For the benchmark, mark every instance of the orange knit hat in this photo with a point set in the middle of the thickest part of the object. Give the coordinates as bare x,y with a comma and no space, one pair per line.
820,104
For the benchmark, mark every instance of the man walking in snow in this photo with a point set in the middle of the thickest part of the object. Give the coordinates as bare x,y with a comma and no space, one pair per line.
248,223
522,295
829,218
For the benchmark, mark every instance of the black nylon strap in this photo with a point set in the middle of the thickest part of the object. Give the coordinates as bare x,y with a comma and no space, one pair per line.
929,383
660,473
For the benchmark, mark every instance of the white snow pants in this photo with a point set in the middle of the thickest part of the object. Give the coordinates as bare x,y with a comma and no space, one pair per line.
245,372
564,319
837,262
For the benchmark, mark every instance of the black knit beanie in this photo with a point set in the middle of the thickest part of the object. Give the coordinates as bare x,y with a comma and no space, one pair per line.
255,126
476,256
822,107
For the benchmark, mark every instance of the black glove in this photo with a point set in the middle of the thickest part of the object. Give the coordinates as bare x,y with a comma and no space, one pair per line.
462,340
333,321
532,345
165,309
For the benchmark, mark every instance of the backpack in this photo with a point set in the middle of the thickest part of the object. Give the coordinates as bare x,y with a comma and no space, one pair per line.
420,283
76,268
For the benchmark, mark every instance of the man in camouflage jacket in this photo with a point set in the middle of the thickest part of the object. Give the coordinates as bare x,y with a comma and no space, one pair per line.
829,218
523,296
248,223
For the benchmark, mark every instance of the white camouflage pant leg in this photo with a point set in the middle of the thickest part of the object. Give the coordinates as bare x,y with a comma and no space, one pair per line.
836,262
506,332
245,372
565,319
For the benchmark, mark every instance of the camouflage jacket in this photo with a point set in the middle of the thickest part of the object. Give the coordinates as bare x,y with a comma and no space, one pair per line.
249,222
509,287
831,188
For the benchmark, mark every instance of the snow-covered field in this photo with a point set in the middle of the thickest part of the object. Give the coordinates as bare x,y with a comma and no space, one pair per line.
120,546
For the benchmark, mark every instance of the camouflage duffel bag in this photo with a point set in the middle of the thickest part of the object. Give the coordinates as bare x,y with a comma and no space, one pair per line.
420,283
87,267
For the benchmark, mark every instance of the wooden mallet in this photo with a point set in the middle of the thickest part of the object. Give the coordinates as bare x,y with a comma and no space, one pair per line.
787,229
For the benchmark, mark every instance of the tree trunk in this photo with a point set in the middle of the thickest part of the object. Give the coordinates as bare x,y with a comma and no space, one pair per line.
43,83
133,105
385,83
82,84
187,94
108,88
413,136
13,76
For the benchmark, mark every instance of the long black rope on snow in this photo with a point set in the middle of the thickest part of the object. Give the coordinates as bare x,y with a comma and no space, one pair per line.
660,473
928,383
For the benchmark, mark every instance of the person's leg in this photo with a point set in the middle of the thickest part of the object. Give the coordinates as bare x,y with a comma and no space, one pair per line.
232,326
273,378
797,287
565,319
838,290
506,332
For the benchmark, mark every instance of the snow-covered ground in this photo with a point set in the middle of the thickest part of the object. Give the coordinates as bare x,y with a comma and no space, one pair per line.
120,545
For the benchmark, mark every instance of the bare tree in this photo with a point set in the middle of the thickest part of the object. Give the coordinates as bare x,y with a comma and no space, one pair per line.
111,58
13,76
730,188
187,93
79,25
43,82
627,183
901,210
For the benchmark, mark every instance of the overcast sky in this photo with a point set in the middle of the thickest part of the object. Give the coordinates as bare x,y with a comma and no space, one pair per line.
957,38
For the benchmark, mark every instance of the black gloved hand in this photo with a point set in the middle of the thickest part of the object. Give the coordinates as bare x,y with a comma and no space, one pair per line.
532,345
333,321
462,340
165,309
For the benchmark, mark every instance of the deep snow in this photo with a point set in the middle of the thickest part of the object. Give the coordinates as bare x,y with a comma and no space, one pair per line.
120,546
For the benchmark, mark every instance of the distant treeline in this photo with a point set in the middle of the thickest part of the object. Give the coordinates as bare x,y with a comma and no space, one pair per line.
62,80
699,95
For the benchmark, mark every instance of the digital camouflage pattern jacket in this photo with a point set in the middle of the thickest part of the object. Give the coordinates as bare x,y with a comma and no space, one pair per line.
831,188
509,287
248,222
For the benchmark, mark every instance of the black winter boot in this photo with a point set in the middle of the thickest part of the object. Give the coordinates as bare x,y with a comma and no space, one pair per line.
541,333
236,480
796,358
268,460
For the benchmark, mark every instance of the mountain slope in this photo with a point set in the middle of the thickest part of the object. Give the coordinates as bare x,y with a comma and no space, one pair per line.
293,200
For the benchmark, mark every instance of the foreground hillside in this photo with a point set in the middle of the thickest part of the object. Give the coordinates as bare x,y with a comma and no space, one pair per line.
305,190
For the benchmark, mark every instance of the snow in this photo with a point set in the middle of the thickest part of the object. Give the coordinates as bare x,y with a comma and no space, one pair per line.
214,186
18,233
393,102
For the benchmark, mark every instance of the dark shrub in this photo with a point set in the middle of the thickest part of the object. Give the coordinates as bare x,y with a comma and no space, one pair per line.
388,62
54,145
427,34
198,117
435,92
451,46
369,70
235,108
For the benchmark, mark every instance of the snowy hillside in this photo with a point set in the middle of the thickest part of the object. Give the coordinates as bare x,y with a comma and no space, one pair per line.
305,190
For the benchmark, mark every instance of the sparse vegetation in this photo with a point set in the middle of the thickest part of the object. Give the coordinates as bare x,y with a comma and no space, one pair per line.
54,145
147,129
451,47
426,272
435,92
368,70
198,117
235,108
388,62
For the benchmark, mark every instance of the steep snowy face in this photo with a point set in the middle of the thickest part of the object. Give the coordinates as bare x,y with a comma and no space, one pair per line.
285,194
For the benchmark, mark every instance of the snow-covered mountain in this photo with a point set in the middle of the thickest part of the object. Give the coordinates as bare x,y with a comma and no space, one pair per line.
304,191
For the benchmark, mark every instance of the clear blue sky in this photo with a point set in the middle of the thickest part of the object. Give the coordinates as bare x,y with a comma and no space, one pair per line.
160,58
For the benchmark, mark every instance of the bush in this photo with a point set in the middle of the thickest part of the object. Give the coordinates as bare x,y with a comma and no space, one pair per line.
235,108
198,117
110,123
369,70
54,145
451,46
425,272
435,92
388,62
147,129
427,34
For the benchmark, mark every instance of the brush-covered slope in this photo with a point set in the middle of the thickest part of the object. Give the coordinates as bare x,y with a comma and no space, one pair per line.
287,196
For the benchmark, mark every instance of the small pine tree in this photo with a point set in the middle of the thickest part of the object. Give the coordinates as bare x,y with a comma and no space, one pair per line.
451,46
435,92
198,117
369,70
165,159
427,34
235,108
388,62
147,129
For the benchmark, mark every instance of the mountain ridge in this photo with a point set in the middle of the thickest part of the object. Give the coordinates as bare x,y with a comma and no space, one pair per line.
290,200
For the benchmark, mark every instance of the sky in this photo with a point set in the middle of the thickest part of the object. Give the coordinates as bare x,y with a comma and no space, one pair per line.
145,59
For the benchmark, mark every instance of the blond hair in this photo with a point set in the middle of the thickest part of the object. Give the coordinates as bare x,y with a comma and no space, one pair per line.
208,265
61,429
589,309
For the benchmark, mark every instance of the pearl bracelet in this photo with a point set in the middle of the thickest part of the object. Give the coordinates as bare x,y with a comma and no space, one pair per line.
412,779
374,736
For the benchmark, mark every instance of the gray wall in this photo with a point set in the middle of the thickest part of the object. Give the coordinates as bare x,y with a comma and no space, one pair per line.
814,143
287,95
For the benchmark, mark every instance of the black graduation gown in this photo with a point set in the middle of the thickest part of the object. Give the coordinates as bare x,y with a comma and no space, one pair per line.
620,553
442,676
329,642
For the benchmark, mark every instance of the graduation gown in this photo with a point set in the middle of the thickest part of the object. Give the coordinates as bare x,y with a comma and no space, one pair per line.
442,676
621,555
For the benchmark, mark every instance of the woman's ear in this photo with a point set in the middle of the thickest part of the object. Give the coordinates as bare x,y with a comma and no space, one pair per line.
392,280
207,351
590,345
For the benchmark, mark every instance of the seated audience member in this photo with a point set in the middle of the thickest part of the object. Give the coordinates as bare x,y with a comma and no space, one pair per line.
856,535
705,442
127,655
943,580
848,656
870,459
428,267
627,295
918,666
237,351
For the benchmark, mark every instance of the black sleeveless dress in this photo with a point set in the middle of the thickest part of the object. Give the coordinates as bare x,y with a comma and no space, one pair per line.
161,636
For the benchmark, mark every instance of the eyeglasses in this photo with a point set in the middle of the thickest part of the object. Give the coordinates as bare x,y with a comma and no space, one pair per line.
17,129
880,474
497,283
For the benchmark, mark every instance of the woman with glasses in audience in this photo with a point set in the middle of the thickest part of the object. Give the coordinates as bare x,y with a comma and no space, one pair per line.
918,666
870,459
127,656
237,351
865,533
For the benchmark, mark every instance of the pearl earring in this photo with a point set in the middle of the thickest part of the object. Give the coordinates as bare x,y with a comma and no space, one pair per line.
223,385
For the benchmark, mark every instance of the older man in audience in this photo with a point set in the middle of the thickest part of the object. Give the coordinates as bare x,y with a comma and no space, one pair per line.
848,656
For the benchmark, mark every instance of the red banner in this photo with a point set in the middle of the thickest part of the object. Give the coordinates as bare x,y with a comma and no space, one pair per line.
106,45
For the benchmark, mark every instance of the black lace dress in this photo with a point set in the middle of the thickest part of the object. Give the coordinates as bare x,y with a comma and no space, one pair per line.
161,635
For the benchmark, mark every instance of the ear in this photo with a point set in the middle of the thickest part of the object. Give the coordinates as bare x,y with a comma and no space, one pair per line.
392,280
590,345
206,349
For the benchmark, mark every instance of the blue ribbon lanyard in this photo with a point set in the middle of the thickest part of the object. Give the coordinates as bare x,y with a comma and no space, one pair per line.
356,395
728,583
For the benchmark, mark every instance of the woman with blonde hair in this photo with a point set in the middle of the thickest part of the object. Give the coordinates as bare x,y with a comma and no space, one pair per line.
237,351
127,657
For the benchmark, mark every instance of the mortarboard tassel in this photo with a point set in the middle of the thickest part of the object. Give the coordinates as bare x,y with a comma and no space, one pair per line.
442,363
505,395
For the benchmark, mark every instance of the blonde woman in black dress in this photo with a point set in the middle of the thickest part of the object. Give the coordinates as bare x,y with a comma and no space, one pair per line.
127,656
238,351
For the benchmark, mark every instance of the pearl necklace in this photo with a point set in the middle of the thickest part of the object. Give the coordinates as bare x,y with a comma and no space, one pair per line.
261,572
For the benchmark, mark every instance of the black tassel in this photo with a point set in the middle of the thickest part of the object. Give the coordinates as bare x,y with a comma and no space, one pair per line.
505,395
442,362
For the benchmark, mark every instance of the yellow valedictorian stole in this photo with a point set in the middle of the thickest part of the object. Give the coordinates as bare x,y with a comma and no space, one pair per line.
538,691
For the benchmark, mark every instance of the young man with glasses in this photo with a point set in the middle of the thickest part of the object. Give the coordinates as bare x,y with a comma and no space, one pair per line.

* _TO DO_
Every line from the one holding "For the benchmark, mark every instance of the blue" through the final line of the listing must be echoed exactly; leave out all other lines.

* _RESULT OF THIS TASK_
For the benchmark, mark every instance of the blue ribbon lanyard in this photo with a point set in the middle of the thickest part of the object. Give the coordinates as bare x,y with a comma and no space, one pair per line.
356,395
728,583
For the benchmark, mark every instance of the woman with blonde hair in this photo with a point set in the middle of the thickest part of the object. Give the coordinates as bare x,y with a comma and no space, one pair per line.
237,351
127,657
For the benchmark, mark every instance of the mortarboard tassel in this photo with a point set in the middle of the thickest part of the object. Give the coordinates as bare x,y with a comma and no space, one pair per line.
442,363
505,395
For the benchmark, mark every instance of the blonde woman in black dress in this photo with a point set in the middle of the thickest part of the object. Give the coordinates as bare x,y with a comma and no space, one pair per line.
127,656
238,351
For the benchmark, mark every instance of the pearl necklace in this photo with a point set in the middle of the thickest part of the object. Give the coordinates as bare x,y with a comma and no space, one pair per line.
261,572
For the benchmark, mark every instance of the black tassel in this photo with a point set in the middle of the thickest part of the object. Give the coordinates as bare x,y with a comma and no space, one pair per line.
505,395
442,362
For the benchmark, mark every instance of the yellow valedictorian stole in this photo with a point set in the middle of the thickest part of the object. Give the coordinates as bare x,y with a comma and no space, one pair per line.
538,691
For the benchmark, mark every instance of the young man with glasses in this photo with a point set in the middle of the thickest part of the object. Give the coordinates as bare x,y with a comma and no space, one pair per line.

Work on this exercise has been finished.